No pictures should appear in the copy; otherwise retype the entries exactly.

Data extracts.
- Opening Delimiter -

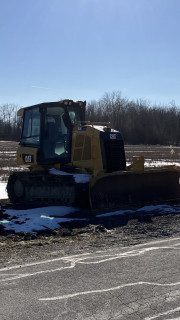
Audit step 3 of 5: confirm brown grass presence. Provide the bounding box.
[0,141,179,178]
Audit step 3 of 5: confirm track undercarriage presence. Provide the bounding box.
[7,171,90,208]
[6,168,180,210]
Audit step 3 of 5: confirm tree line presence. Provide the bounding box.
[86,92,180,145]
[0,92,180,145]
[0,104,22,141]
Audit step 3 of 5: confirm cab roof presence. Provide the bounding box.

- Closing Delimiter -

Response.
Audit step 3 of 5: confirm brown grass presence. Provide the bounding box.
[0,141,179,178]
Audit step 3 of 5: confirm track undercarriage presence. Provide the bounding box.
[7,171,90,208]
[6,168,180,210]
Audit step 3 of 5: confirm tree line presence. Provide the bounding box.
[86,92,180,145]
[0,92,180,145]
[0,104,22,141]
Audit step 3 of 5: confirm cab roof presence. Provide the bounding box.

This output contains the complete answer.